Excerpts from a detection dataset
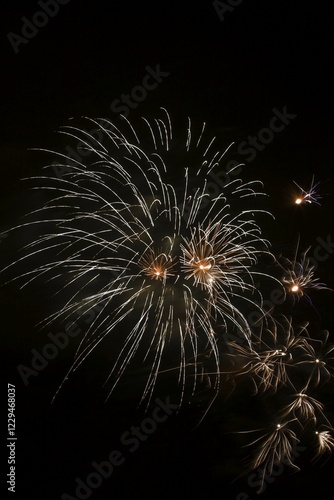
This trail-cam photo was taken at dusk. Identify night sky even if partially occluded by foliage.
[0,0,334,500]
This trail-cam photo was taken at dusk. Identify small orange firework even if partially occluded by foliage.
[293,177,321,205]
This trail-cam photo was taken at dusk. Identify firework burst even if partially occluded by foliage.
[3,110,270,406]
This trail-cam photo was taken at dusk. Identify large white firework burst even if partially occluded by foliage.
[4,109,270,406]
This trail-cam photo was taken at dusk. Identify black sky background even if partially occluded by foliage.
[0,0,334,500]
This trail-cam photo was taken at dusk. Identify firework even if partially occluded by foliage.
[2,110,270,406]
[282,243,329,301]
[294,177,321,205]
[1,109,334,481]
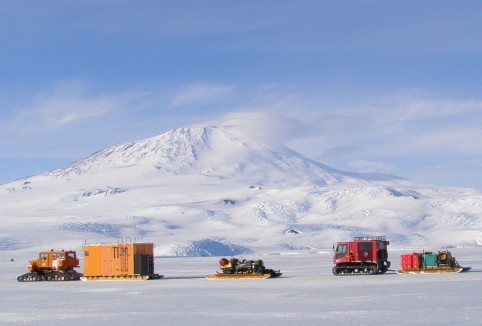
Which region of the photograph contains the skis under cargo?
[395,266,471,274]
[206,272,282,280]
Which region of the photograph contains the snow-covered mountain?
[0,127,482,256]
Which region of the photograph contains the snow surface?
[0,247,482,326]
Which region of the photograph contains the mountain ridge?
[0,126,482,255]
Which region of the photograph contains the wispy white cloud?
[198,110,302,146]
[348,160,393,172]
[170,83,236,107]
[5,80,147,133]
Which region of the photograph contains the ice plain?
[0,247,482,326]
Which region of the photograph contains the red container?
[400,252,420,270]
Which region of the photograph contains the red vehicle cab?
[333,236,390,275]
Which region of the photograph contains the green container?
[423,254,437,267]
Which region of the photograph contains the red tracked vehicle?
[333,236,390,276]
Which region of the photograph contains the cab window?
[335,244,348,258]
[360,242,372,250]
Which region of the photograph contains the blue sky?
[0,0,482,189]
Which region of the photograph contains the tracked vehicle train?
[17,236,470,282]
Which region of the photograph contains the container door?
[120,246,129,274]
[134,255,153,275]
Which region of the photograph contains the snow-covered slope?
[0,127,482,255]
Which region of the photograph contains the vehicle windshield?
[335,244,348,258]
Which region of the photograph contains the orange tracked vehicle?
[17,249,82,282]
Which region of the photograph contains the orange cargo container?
[82,243,161,280]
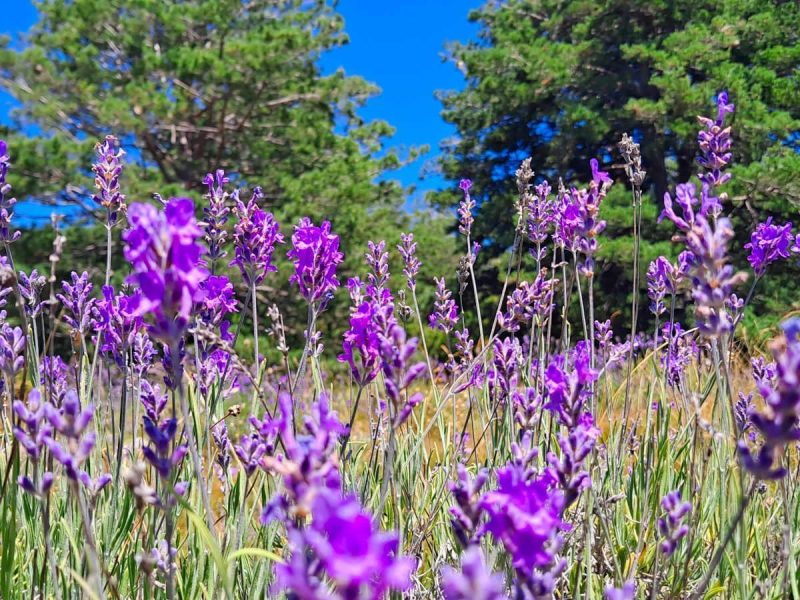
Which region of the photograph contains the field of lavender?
[0,93,800,600]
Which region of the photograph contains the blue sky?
[0,0,481,220]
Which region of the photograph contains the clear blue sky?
[0,0,481,220]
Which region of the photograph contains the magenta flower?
[0,140,22,243]
[481,464,565,573]
[123,198,207,340]
[305,492,416,600]
[647,256,680,316]
[497,267,558,332]
[397,233,422,290]
[697,91,734,187]
[338,302,380,386]
[230,187,283,285]
[92,135,126,223]
[739,318,800,479]
[428,277,458,333]
[56,271,94,335]
[286,217,344,304]
[744,217,792,277]
[603,581,636,600]
[458,179,475,237]
[203,169,231,264]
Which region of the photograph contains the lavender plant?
[0,93,800,600]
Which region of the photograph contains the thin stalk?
[689,480,757,600]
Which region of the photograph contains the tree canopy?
[436,0,800,338]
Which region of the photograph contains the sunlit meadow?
[0,93,800,600]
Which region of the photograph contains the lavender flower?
[744,217,792,277]
[44,391,97,481]
[123,198,207,342]
[739,318,800,479]
[261,392,345,523]
[92,135,126,224]
[13,389,53,462]
[544,341,597,429]
[230,187,283,285]
[661,322,700,388]
[276,492,416,600]
[39,356,67,408]
[442,546,508,600]
[647,256,679,317]
[397,233,422,291]
[0,323,25,384]
[449,464,489,547]
[697,91,734,192]
[481,450,565,574]
[527,181,556,263]
[486,336,522,403]
[18,269,47,318]
[603,581,636,600]
[0,140,22,243]
[458,179,475,238]
[56,271,94,336]
[364,240,389,299]
[497,267,558,332]
[203,169,230,264]
[286,217,344,304]
[338,302,380,386]
[428,277,458,333]
[658,490,692,556]
[378,322,425,427]
[686,216,747,338]
[211,421,231,480]
[547,413,600,510]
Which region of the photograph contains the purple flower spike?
[0,323,25,382]
[686,217,747,338]
[442,546,508,600]
[658,490,692,556]
[286,217,344,304]
[458,179,475,237]
[56,271,94,336]
[450,464,489,547]
[278,492,416,600]
[744,217,792,277]
[203,169,231,266]
[123,198,207,341]
[428,277,458,333]
[233,434,267,477]
[230,187,283,285]
[14,389,53,462]
[338,302,380,386]
[697,91,734,192]
[739,318,800,479]
[481,464,566,573]
[92,135,126,224]
[647,256,681,316]
[497,267,558,332]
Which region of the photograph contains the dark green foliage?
[435,0,800,340]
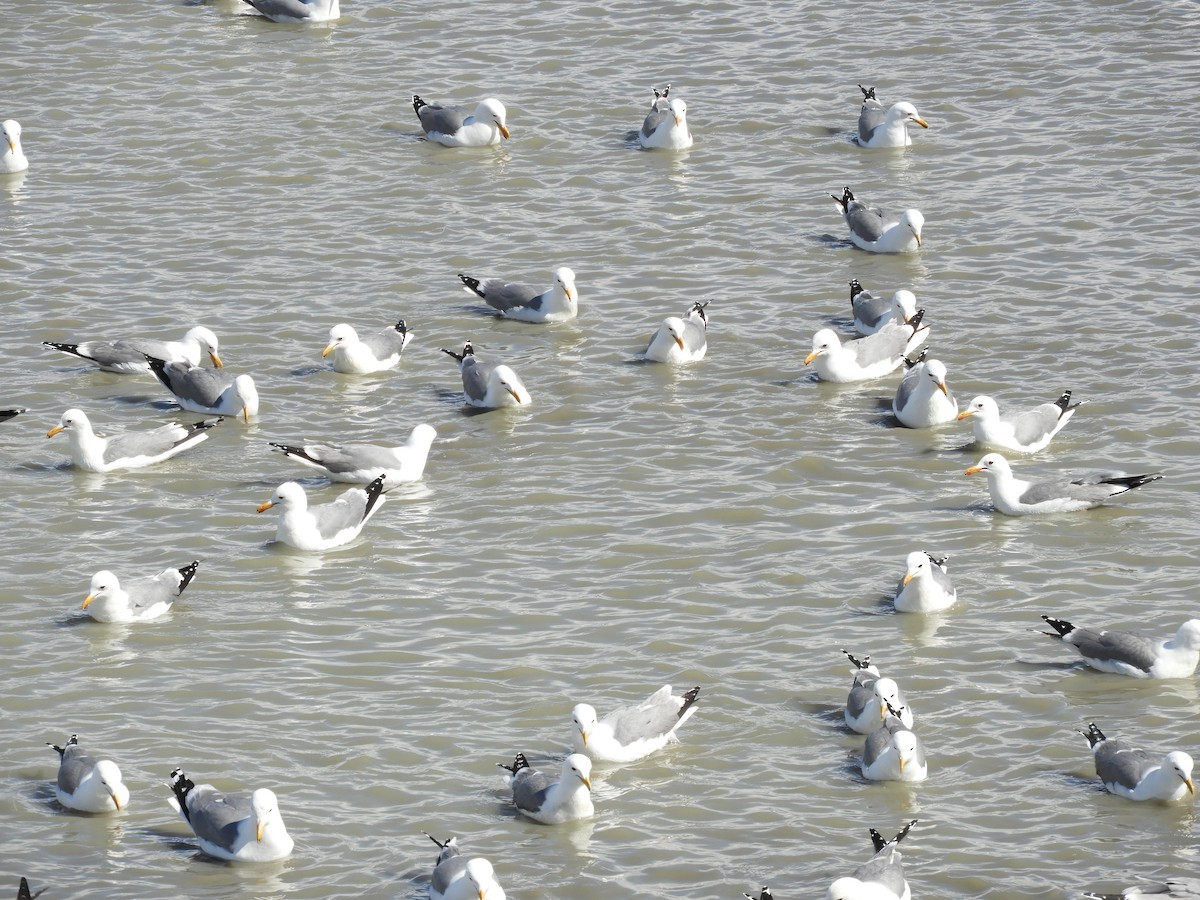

What is asked: Switch "photograph" to "image" throughout the records and give all of them again with nothing else changed. Leave the pictures out of your answer.

Final result:
This trail-cam photo was taken at dusk. Identify night sky even if partially occluded by foliage.
[0,0,334,500]
This trail-cam photo was taken at dusk. Identify small orange firework even if partially occluded by foliage.
[293,177,321,205]
This trail-cam photo was taken at dusk. Identify firework burst even if partially occluded by foliage.
[3,110,270,406]
This trail-cam photo was taken at dusk. Identify large white firework burst even if partially occluded by foliage.
[4,109,270,406]
This trail-cam photo was taken at dusk. Identify black sky background even if partially occluded by foliage.
[0,0,334,500]
This trail-cam photo was taken at dusk. Identify firework even if partially occluded by foliage.
[2,110,270,406]
[282,243,329,301]
[294,177,321,205]
[1,109,334,481]
Which region of the image contains the skis under cargo?
[395,266,471,274]
[206,272,282,280]
Which region of the image contains the snow-covered mountain?
[0,127,482,256]
Which region of the image contains the snow surface?
[0,247,482,326]
Which region of the image contains the mountain ridge?
[0,126,482,255]
Which region of the image contains the wispy white cloud?
[198,110,302,146]
[348,160,393,172]
[170,83,236,107]
[5,80,147,133]
Which region of the image contains the ice plain?
[0,247,482,326]
Which region of the image contains the red container?
[400,252,420,270]
Which region of the image contains the red vehicle cab?
[333,236,390,275]
Which region of the image contains the green container?
[423,254,437,267]
Which region of the image contains the red tracked vehicle?
[333,236,390,276]
Which region of the image contains the cab window?
[335,244,348,258]
[360,242,372,250]
Which region of the image contains the blue sky?
[0,0,482,189]
Which region of the image contains the tracked vehicle train?
[17,236,470,282]
Which region of the image contains the container door?
[120,246,129,274]
[134,255,153,275]
Which region of the image contains the snow-covered slope?
[0,127,482,255]
Which region of the image contains the vehicle windshield?
[335,244,348,258]
Which region of the image contains the orange tracked vehicle?
[17,249,82,282]
Which region of the image contains the orange cargo container?
[82,243,161,280]
Which region of the image contains the field of lavender?
[0,93,800,600]
Which region of the image contains the blue sky?
[0,0,481,220]
Which region of the image contains the clear blue sky?
[0,0,481,220]
Which region of the image contains the magenta flower?
[0,140,22,243]
[481,464,565,573]
[123,198,207,340]
[305,492,416,600]
[647,256,680,316]
[497,267,558,332]
[397,233,422,290]
[697,91,734,187]
[338,302,380,386]
[230,187,283,285]
[92,135,126,223]
[739,318,800,479]
[428,277,458,333]
[56,271,94,335]
[286,217,344,304]
[744,217,792,277]
[603,581,636,600]
[458,179,475,237]
[203,169,231,264]
Which region of the image contains the lavender plant?
[0,93,800,600]
Which region of the image contains the thin stalk?
[689,480,757,600]
Which region of the image contains the tree canopy?
[436,0,800,338]
Which region of the image contains the sunlit meadow?
[0,93,800,600]
Which region of the image contains the lavender flower?
[744,217,792,277]
[44,391,97,481]
[123,198,207,342]
[739,318,800,479]
[261,392,345,523]
[92,135,126,224]
[13,389,53,462]
[544,341,597,429]
[230,187,283,285]
[661,322,700,388]
[276,492,416,600]
[39,356,67,408]
[442,546,508,600]
[647,256,679,317]
[397,233,422,291]
[0,323,25,384]
[449,464,489,547]
[697,91,734,192]
[481,450,565,574]
[527,181,556,263]
[486,336,522,403]
[18,269,47,318]
[603,581,636,600]
[0,140,22,243]
[458,179,475,238]
[56,271,94,336]
[364,240,389,299]
[497,267,558,332]
[203,169,230,264]
[286,217,344,304]
[338,302,380,386]
[428,277,458,333]
[658,490,692,556]
[378,322,425,427]
[686,216,747,338]
[211,421,231,480]
[547,413,600,510]
Which region of the image contains the purple flower spike?
[0,323,25,382]
[686,217,747,338]
[442,546,508,600]
[658,490,692,556]
[286,217,344,304]
[458,179,475,237]
[56,271,94,336]
[450,464,489,547]
[278,492,416,600]
[744,217,792,277]
[203,169,231,266]
[123,198,207,341]
[428,277,458,333]
[233,434,267,477]
[230,187,283,285]
[14,389,53,462]
[338,302,380,386]
[697,91,734,192]
[739,318,800,479]
[481,464,566,573]
[92,135,126,224]
[647,256,681,316]
[497,267,558,332]
Which region of the image contains the dark green foliage?
[435,0,800,340]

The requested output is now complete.